* EXTRACTED INFORMATION:
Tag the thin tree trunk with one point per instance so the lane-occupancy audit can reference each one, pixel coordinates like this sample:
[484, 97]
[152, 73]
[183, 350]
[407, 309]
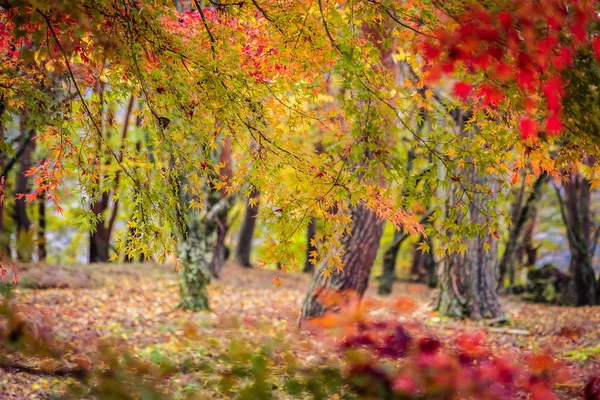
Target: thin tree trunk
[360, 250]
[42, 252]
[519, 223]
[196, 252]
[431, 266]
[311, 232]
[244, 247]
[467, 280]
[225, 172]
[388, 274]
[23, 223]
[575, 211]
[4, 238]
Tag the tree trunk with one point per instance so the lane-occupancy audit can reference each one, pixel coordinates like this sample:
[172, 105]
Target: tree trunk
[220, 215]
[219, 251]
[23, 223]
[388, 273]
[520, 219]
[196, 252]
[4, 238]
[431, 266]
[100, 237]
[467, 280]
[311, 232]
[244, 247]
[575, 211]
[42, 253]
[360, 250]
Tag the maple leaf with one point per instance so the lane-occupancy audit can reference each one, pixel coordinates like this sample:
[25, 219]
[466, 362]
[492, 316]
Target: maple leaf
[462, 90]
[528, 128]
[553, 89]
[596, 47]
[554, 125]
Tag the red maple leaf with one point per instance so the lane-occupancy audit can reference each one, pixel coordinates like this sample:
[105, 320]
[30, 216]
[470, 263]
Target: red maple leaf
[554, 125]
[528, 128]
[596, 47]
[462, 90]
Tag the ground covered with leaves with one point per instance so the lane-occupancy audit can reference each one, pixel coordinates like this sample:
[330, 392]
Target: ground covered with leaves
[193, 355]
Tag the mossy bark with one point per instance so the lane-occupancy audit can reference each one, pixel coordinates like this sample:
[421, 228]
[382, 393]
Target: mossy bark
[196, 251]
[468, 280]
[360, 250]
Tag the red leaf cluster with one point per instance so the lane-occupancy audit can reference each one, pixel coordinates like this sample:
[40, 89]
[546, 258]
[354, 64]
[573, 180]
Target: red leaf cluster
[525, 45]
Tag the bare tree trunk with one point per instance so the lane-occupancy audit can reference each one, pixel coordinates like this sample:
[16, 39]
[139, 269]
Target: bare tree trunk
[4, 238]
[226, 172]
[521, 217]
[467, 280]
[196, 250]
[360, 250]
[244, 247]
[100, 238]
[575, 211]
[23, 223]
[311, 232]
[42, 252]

* TASK TO CARRY OUT: Reproduce each line word for word and drop the pictures.

* EXERCISE SOLUTION:
Tag the thin tree trunk with one point per instance so the lane-occupancy audit can reference each one, pixel coordinates like this sample:
[484, 97]
[152, 73]
[183, 350]
[407, 309]
Target: thin tree trunk
[360, 250]
[42, 252]
[519, 223]
[196, 252]
[431, 266]
[311, 232]
[244, 247]
[467, 280]
[225, 172]
[388, 274]
[23, 223]
[575, 211]
[4, 238]
Tag the tree trunk with one point per instance so the lane-occupancy audit can reference each one, pixel coordinates like this sample:
[172, 105]
Target: tree trunk
[220, 215]
[219, 251]
[23, 223]
[388, 273]
[520, 219]
[196, 252]
[4, 238]
[431, 266]
[100, 237]
[467, 280]
[311, 232]
[244, 247]
[575, 211]
[42, 253]
[360, 250]
Tag the maple leaf with one point per instance so the lane-occupancy audit can reference each one, pixel coordinates like this sample:
[25, 219]
[466, 362]
[492, 316]
Target: maple leaf
[462, 90]
[528, 128]
[553, 89]
[596, 47]
[554, 125]
Tag the red maple leaf with one point per instance so the lane-occupancy audit can reference each one, pixel coordinates like this sample:
[105, 320]
[30, 216]
[470, 263]
Target: red maple leaf
[554, 125]
[528, 128]
[596, 47]
[462, 90]
Tag the ground covered with leaves with one point per instance so the lane-occupancy audit can reference each one, pixel coordinates like this sample:
[330, 392]
Target: ground covered with leaves
[193, 355]
Tag the mossy bark with one point per instance so the lane-occupancy audit can reference each one, pixel coordinates like this sample:
[421, 228]
[382, 393]
Target: mossy bark
[196, 251]
[468, 280]
[360, 250]
Tag the red leaf cluster with one point per instance so the lane-occupancy audit can reference each one, pixel coordinates like this sample:
[40, 89]
[546, 258]
[354, 64]
[573, 180]
Target: red leaf cluster
[525, 45]
Tag the bare tree trunk with one point per instance so the lane-occupancy audit can reference each one, pixel coordinates like this sample:
[16, 39]
[139, 269]
Target: bare tree trunk
[4, 238]
[226, 172]
[521, 217]
[467, 280]
[196, 250]
[360, 250]
[244, 247]
[100, 238]
[575, 211]
[23, 223]
[311, 232]
[42, 252]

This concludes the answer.